Repeat the records exactly. Every line must match.

[Data items]
============================================================

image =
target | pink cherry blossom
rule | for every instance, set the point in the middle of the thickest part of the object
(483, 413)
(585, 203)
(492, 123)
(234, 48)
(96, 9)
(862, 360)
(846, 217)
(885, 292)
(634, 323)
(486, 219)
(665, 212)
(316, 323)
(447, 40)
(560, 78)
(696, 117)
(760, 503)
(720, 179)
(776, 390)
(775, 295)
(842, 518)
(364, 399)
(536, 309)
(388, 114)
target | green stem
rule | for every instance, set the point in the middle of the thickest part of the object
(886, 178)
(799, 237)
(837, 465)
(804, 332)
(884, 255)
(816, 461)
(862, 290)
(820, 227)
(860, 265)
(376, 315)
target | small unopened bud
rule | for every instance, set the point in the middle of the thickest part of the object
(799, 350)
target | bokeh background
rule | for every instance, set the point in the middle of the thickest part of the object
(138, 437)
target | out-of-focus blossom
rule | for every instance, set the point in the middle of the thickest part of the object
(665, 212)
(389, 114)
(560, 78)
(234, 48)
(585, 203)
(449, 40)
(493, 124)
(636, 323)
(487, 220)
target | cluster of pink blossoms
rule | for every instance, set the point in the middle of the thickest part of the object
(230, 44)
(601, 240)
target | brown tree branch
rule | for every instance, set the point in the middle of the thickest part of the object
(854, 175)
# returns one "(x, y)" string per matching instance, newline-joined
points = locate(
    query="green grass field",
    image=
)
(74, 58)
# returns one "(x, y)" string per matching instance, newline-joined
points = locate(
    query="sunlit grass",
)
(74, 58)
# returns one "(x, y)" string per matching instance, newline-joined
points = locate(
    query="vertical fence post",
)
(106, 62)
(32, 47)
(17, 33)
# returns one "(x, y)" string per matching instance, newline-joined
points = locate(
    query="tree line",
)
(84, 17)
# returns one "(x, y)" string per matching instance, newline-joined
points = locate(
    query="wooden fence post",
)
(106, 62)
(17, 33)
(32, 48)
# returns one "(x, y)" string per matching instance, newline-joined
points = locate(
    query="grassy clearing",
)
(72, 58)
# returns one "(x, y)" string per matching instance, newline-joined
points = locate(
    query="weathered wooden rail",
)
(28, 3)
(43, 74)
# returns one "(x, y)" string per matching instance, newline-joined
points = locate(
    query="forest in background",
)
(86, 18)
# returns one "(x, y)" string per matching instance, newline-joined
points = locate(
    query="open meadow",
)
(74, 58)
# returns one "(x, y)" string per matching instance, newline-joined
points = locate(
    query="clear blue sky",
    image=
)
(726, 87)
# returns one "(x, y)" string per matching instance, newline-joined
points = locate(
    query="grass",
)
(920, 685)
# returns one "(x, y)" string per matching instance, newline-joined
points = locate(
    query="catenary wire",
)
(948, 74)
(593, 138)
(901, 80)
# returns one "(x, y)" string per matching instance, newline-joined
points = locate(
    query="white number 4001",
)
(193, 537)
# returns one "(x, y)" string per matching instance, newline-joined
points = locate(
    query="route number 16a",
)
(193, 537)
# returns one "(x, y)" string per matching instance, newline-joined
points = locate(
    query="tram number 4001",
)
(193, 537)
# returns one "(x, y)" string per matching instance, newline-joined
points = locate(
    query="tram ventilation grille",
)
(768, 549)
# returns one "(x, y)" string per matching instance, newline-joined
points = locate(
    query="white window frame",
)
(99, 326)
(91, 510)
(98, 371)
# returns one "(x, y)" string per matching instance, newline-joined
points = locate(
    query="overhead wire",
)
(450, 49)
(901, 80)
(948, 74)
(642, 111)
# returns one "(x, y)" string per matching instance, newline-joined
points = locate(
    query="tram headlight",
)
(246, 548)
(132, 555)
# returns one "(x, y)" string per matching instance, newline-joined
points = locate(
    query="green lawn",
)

============================================================

[Answer to this exercise]
image =
target | pink cherry blossom
rule | for every instance, set the point in the middle of the thickest part of the object
(483, 413)
(585, 203)
(492, 123)
(234, 48)
(96, 9)
(862, 360)
(846, 217)
(885, 292)
(634, 323)
(486, 219)
(665, 212)
(316, 323)
(447, 40)
(560, 78)
(696, 117)
(760, 503)
(720, 179)
(776, 390)
(775, 295)
(842, 518)
(364, 399)
(536, 309)
(388, 114)
target | green stem
rule | for every instance, set the point in the middle of the thickest part of the object
(886, 178)
(799, 237)
(837, 465)
(804, 332)
(884, 255)
(816, 461)
(862, 290)
(820, 227)
(860, 265)
(376, 315)
target | small unopened bud
rule | for every instance, set the point in the middle of the thickest part of the object
(799, 350)
target | bokeh background
rule | for every instance, set the point in the middle of the thickest part of the object
(138, 437)
target | out-of-focus blossom
rule | for every instance, set the point in the middle of the thickest part of the object
(665, 212)
(389, 114)
(560, 78)
(234, 48)
(585, 203)
(449, 40)
(493, 124)
(636, 323)
(487, 220)
target | cluster of pink blossoms
rule | for every instance, set the point in the middle of the thickest part of the object
(230, 44)
(601, 240)
target | brown tree branch
rule | for every instance, set the point in the middle of the thickest part of the object
(854, 175)
# returns one "(x, y)" string per matching instance, newline-joined
points = locate(
    query="green grass field",
    image=
)
(74, 58)
# returns one "(x, y)" string per matching instance, newline-joined
points = locate(
    query="sunlit grass",
)
(74, 58)
# returns one "(x, y)" string per matching instance, newline-joined
points = locate(
    query="vertical fence post",
)
(106, 62)
(32, 47)
(17, 33)
# returns one "(x, y)" string per matching instance, newline-joined
points = locate(
    query="tree line",
)
(84, 17)
# returns one "(x, y)" string per matching instance, newline-joined
points = locate(
    query="wooden fence post",
)
(106, 62)
(17, 33)
(32, 48)
# returns one "(x, y)" string per matching instance, newline-joined
points = locate(
    query="grassy clearing",
)
(72, 58)
# returns one "(x, y)" string per matching instance, newline-joined
points = locate(
    query="weathered wooden rail",
)
(28, 3)
(43, 74)
# returns one "(x, y)" string per matching instance, newline-joined
points = locate(
    query="forest in background",
)
(86, 18)
# returns one "(x, y)" string per matching instance, newline-joined
points = locate(
    query="open meadow",
)
(74, 58)
# returns one "(x, y)" string per matching instance, newline-joined
points = locate(
    query="clear blue sky",
    image=
)
(726, 87)
# returns one "(x, y)" string per matching instance, newline-joined
points = locate(
    query="grass",
)
(920, 685)
# returns one "(x, y)" string per matching instance, newline-joined
points = locate(
    query="catenary wire",
)
(948, 74)
(593, 138)
(901, 80)
# returns one "(x, y)" string per matching instance, newline-joined
points = locate(
    query="white number 4001",
)
(193, 537)
# returns one "(x, y)" string per matching instance, newline-joined
points = locate(
    query="route number 16a",
)
(193, 537)
# returns one "(x, y)" string per matching instance, newline-joined
points = locate(
    query="tram number 4001",
)
(193, 537)
# returns one "(x, y)" string per matching instance, newline-joined
points = locate(
    query="tram ventilation grille",
)
(768, 549)
# returns one "(x, y)" string per matching instance, newline-joined
points = locate(
    query="white window frame",
)
(99, 326)
(91, 510)
(98, 371)
# returns one "(x, y)" string per matching instance, newline-joined
points = locate(
    query="overhead wire",
)
(450, 49)
(901, 80)
(948, 74)
(642, 111)
# returns one "(x, y)" string per matching instance, newline-joined
points = locate(
    query="tram headlight",
)
(246, 548)
(132, 555)
# returns one "(x, y)" string per matching instance, newline-joined
points = locate(
    query="green lawn",
)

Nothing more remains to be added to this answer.